Finally, our goal is to drive strong growth and profitability through highly efficient, targeted sales and marketing, disciplined product planning, and profitable professional services. Our strong growth and profitability has allowed us to make ongoing investments for continued product innovation in our existing markets and provides us with the resources to continue to invest in new market opportunities.

Our Industry Cloud Solutions for Life Sciences

Our industry cloud solutions for the life sciences industry are grouped into two key product areas—Veeva Commercial Cloud and Veeva Vault—and are designed to address pharmaceutical, biotechnology, and medical device companies’ most pressing strategic needs in their commercial and R&D operations as illustrated in the graphic below.

 

Veeva Commercial Cloud

Veeva Commercial Cloud is a suite of multichannel customer relationship management (CRM) applications, a commercial data warehouse, territory allocation and alignment applications, a master data management application, and customer reference and key opinion leader data and services, designed to help companies drive smarter, more proactive engagement with healthcare professionals and healthcare organizations and ensure compliance.

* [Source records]
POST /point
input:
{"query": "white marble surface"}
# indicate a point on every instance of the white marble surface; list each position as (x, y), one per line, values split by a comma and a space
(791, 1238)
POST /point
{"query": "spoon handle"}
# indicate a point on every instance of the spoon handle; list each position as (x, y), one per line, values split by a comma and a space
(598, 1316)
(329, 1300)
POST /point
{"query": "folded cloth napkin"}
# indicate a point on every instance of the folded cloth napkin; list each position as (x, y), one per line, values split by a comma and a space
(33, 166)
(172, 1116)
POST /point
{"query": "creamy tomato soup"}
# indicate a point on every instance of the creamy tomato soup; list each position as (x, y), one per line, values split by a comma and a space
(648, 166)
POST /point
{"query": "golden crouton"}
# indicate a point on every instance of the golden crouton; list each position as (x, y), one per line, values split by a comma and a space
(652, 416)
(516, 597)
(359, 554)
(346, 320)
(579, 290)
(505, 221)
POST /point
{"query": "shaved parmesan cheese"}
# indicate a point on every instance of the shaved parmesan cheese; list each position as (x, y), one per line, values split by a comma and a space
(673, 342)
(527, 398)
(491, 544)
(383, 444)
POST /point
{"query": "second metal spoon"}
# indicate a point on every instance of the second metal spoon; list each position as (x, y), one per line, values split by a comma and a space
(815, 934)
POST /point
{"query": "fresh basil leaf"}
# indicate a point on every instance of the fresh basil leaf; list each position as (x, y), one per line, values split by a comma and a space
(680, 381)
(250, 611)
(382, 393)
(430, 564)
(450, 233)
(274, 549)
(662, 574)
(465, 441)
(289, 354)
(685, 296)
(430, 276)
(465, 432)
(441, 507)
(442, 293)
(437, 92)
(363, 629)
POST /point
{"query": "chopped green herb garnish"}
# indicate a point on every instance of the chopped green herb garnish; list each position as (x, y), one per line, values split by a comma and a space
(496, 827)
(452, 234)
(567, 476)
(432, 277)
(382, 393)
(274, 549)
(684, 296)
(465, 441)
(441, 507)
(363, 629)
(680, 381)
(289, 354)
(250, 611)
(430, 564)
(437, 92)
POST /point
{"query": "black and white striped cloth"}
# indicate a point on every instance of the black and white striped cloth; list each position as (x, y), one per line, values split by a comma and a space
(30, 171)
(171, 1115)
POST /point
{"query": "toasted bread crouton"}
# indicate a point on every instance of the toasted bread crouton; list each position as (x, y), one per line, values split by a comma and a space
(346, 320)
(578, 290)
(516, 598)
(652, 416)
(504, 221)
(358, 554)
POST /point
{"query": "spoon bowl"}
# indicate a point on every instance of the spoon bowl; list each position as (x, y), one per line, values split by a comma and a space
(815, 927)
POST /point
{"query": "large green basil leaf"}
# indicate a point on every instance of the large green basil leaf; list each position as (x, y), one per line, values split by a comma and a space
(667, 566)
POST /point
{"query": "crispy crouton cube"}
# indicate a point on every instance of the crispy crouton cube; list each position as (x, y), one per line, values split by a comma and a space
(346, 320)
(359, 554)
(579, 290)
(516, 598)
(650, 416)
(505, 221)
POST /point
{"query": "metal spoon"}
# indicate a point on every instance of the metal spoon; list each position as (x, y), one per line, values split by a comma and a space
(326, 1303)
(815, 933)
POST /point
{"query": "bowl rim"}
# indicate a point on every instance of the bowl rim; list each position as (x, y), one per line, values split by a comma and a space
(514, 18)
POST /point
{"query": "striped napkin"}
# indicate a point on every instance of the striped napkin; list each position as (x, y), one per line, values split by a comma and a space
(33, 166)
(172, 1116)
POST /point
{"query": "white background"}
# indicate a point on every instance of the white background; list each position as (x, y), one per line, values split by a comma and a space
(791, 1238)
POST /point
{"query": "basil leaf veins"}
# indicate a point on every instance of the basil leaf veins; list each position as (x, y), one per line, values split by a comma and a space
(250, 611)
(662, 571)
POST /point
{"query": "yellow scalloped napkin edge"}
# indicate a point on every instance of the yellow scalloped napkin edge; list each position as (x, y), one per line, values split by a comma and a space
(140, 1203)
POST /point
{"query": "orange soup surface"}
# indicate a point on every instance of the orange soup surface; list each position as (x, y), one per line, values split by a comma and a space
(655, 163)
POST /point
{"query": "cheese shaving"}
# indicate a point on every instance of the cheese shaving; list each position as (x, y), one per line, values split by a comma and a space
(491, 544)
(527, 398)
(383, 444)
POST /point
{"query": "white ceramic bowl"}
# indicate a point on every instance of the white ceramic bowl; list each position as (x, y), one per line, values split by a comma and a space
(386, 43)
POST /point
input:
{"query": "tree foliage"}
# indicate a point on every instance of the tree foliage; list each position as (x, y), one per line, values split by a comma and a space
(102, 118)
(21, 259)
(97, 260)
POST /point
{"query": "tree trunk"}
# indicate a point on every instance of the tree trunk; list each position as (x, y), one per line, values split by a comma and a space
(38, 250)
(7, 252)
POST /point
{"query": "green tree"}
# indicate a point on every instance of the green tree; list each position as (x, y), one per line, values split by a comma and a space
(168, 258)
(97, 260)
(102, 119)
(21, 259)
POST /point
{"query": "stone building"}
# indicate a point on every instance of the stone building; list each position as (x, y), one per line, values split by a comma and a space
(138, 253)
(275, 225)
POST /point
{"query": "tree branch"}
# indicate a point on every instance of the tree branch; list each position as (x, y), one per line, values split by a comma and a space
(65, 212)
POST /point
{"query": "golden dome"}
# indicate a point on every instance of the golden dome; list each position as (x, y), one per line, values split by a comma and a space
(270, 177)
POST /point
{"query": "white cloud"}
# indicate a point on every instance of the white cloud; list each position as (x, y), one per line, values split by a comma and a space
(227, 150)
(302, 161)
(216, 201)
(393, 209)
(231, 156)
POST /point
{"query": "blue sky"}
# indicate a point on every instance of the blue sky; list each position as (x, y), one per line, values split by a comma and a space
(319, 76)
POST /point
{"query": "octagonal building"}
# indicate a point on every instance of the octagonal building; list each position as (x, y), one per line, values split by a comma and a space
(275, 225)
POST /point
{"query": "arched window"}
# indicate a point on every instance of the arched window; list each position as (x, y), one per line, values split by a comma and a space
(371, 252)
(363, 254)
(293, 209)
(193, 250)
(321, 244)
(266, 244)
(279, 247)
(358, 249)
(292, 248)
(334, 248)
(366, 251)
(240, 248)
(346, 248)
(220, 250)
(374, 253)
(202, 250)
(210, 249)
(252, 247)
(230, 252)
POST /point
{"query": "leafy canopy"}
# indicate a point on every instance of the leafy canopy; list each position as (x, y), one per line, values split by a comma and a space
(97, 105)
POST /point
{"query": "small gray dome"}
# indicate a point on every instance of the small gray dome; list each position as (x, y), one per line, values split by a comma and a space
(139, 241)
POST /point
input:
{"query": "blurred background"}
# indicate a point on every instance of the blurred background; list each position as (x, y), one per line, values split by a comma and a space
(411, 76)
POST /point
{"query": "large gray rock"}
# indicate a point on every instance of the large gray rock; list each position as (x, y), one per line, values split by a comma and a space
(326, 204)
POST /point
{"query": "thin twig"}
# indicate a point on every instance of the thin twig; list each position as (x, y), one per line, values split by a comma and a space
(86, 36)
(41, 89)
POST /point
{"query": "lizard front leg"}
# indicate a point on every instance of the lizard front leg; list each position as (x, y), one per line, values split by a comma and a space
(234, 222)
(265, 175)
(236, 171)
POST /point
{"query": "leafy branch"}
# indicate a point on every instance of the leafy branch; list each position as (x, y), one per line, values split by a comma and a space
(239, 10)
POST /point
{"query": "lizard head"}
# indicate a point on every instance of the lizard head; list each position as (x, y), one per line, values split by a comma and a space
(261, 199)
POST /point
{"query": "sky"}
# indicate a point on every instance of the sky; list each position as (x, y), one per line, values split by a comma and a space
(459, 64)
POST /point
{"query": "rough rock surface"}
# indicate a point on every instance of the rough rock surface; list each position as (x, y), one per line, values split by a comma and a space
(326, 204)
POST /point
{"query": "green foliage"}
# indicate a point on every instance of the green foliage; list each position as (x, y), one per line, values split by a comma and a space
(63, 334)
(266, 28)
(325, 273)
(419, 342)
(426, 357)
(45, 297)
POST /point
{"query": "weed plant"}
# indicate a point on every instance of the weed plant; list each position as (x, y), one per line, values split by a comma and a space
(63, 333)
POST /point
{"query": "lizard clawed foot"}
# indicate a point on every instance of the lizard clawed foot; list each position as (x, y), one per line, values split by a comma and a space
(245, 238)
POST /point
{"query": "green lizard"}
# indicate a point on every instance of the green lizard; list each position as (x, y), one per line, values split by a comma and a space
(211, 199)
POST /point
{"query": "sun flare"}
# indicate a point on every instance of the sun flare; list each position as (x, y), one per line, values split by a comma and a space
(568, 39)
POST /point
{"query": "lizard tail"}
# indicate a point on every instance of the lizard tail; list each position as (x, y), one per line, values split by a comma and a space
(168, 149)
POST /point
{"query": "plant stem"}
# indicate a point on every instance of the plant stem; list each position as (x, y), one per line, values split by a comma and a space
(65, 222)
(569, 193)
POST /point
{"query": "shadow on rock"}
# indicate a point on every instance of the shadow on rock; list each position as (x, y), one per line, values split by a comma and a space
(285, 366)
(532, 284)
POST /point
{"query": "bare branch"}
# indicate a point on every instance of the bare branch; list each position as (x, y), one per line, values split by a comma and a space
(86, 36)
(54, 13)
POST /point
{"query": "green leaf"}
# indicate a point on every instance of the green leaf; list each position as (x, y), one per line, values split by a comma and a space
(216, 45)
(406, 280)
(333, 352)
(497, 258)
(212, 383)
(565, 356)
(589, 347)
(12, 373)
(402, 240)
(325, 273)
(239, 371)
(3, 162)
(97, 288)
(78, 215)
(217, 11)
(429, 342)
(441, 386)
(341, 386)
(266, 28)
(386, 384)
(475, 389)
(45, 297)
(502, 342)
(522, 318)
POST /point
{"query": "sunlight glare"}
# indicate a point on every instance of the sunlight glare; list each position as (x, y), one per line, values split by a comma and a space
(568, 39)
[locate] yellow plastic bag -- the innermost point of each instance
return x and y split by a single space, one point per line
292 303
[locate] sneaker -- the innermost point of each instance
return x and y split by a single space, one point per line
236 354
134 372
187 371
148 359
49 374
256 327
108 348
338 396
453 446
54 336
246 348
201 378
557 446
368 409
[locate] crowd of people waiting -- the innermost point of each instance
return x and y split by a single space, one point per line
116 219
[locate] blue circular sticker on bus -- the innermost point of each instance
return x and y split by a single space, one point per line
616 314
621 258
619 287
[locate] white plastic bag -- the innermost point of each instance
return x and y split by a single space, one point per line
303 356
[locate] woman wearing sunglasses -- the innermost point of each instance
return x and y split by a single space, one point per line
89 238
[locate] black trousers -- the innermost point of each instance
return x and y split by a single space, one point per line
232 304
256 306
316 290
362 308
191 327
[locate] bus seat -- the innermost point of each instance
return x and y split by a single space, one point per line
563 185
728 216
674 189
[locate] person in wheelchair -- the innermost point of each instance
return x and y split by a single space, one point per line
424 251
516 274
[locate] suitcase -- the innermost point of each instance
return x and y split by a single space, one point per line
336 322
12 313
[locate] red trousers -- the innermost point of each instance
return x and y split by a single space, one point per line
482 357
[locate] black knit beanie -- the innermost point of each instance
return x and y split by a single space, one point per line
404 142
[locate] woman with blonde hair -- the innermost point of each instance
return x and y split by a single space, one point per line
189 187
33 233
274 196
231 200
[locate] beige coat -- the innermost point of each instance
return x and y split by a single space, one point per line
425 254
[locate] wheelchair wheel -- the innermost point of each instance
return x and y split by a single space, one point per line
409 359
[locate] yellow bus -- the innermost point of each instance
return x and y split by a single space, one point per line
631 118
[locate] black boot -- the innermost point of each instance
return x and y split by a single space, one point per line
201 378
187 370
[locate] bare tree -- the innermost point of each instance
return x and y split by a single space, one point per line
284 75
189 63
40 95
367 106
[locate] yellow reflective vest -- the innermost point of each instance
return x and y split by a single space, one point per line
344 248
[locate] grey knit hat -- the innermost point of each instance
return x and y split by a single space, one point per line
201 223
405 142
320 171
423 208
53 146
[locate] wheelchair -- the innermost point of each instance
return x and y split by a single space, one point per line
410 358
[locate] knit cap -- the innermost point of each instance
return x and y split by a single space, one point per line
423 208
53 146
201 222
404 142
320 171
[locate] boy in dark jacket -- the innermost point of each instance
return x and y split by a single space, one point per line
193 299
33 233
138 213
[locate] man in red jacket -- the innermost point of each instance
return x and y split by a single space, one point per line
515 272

* [PROMPT A]
Reproduce a passage from the Veeva excerpt: begin at the words "Our Industry Cloud Solutions for Life" and stop after "and ensure compliance.".
* [PROMPT B]
Translate this sentence from the Veeva excerpt into Spanish: "Finally, our goal is to drive strong growth and profitability through highly efficient, targeted sales and marketing, disciplined product planning, and profitable professional services."
These entries have no connection to the Veeva excerpt.

* [EXERCISE ANSWER A]
Our Industry Cloud Solutions for Life Sciences

Our industry cloud solutions for the life sciences industry are grouped into two key product areas—Veeva Commercial Cloud and Veeva Vault—and are designed to address pharmaceutical, biotechnology, and medical device companies’ most pressing strategic needs in their commercial and R&D operations as illustrated in the graphic below.

 

Veeva Commercial Cloud

Veeva Commercial Cloud is a suite of multichannel customer relationship management (CRM) applications, a commercial data warehouse, territory allocation and alignment applications, a master data management application, and customer reference and key opinion leader data and services, designed to help companies drive smarter, more proactive engagement with healthcare professionals and healthcare organizations and ensure compliance.

* [EXERCISE ANSWER B]
Por último, nuestro objetivo es impulsar un fuerte crecimiento y rentabilidad mediante ventas y marketing dirigidos y altamente eficientes, una planificación de productos disciplinada y servicios profesionales rentables.